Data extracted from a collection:

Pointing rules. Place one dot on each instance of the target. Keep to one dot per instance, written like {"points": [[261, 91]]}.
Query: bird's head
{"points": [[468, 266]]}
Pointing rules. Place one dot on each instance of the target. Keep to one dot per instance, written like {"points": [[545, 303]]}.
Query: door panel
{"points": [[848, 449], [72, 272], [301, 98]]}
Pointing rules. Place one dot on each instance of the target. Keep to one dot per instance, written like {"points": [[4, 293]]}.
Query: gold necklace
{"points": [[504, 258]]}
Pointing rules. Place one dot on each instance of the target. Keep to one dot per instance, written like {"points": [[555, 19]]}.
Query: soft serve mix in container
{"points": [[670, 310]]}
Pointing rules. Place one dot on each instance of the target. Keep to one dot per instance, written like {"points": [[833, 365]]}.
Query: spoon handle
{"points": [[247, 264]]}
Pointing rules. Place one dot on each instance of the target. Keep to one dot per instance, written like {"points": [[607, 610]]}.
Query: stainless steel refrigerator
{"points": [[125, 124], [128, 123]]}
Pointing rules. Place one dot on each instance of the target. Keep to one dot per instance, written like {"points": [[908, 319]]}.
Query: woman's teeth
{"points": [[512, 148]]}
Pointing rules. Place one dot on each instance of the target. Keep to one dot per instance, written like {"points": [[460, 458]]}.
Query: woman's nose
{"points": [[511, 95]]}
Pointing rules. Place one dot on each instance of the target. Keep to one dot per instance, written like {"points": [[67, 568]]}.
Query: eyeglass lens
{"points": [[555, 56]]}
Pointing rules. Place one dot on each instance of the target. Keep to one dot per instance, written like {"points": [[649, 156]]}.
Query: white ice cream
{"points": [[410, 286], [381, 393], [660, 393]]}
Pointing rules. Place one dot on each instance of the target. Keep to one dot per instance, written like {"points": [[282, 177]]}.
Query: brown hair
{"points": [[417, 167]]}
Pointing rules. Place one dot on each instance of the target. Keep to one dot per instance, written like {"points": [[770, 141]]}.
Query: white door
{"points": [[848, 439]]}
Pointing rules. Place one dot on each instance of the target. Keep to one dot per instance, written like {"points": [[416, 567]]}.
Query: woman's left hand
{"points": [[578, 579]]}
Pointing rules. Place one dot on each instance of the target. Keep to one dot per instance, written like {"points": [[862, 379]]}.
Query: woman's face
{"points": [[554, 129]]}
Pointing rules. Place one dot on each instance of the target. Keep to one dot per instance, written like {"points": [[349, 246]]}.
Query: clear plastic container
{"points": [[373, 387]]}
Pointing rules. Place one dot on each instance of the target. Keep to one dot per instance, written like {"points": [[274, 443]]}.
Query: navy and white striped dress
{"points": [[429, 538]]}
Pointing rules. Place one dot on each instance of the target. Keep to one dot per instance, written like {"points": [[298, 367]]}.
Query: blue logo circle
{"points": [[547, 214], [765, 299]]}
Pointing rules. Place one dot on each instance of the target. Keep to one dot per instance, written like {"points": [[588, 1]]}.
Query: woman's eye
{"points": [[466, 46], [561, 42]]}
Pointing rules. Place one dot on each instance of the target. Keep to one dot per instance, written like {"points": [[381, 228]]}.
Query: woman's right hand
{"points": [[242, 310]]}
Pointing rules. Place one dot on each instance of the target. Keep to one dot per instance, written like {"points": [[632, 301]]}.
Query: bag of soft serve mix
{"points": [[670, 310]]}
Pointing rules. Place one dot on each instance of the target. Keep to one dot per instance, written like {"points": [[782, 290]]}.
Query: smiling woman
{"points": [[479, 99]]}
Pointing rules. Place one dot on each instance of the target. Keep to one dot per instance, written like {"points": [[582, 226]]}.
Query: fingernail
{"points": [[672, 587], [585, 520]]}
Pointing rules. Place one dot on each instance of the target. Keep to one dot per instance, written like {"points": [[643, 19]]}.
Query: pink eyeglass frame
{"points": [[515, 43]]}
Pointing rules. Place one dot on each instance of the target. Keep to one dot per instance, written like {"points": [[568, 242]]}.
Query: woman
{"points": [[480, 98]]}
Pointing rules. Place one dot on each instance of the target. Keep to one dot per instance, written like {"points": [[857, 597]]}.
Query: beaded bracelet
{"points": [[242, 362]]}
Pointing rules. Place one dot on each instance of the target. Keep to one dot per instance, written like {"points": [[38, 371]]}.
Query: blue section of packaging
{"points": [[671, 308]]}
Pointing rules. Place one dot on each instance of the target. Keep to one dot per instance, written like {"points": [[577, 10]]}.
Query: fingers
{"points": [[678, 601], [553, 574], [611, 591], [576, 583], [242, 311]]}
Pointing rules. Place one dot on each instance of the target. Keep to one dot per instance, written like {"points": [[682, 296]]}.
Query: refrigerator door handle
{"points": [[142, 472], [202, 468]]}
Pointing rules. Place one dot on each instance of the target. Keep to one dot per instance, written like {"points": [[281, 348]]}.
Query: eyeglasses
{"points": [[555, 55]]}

Short task =>
Which lines above contain the word "container"? Extract each of them.

Complete output =>
Query: soft serve mix in container
Query: clear plastic container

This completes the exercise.